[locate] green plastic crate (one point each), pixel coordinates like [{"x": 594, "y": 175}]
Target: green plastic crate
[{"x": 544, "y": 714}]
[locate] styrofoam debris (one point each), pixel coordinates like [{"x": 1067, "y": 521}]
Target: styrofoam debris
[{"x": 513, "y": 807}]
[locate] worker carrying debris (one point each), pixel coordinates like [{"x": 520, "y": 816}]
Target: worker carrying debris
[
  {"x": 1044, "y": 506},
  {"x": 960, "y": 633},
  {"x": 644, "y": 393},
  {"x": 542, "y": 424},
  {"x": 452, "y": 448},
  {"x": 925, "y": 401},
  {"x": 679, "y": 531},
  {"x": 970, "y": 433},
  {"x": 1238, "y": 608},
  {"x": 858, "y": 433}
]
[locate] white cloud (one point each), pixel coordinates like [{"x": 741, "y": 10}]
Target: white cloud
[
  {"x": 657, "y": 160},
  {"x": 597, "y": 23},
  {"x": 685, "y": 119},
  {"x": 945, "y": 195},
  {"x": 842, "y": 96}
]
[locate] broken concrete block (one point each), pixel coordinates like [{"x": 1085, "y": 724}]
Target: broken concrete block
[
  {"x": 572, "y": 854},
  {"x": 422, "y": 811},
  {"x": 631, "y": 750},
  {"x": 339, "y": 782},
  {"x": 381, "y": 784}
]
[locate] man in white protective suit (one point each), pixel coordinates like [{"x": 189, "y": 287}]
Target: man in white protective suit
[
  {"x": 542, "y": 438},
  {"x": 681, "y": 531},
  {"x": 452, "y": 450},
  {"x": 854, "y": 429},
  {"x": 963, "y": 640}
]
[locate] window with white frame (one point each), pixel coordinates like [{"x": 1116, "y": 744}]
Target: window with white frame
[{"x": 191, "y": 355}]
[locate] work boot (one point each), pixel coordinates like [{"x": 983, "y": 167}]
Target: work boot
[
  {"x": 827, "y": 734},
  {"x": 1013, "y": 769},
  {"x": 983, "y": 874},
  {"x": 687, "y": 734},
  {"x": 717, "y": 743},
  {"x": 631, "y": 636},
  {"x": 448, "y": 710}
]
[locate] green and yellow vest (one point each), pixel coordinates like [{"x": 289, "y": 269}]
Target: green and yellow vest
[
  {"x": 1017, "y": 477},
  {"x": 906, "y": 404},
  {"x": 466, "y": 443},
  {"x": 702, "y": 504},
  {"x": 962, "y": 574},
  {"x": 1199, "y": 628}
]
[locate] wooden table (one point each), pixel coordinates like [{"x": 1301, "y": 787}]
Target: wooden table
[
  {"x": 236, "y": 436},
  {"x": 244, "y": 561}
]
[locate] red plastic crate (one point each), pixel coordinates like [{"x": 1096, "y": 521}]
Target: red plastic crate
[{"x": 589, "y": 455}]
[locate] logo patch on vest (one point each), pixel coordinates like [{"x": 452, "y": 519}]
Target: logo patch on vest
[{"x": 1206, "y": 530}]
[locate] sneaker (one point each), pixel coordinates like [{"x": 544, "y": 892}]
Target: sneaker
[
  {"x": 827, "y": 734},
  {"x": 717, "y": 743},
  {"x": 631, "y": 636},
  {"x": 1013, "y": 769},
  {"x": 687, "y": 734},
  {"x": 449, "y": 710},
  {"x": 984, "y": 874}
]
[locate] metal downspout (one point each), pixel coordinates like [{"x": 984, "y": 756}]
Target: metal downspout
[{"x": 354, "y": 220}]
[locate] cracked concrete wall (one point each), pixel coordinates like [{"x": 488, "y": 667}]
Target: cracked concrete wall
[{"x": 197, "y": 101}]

The task ->
Copy exactly. Start at the line containing "[locate] sneaker (one" and continue through the last line of the records.

Result of this task ->
[locate] sneaker (one point each), pixel coordinates like [{"x": 544, "y": 892}]
Target: sneaker
[
  {"x": 827, "y": 734},
  {"x": 717, "y": 743},
  {"x": 631, "y": 636},
  {"x": 1013, "y": 769},
  {"x": 687, "y": 734},
  {"x": 449, "y": 710},
  {"x": 984, "y": 874}
]
[locate] metal downspout (one point each), pixel coordinates like [{"x": 984, "y": 756}]
Target: metal downspout
[{"x": 354, "y": 220}]
[locate] cracked concrete wall (one point each), pixel coordinates like [{"x": 488, "y": 667}]
Target: cracked concrete wall
[{"x": 197, "y": 101}]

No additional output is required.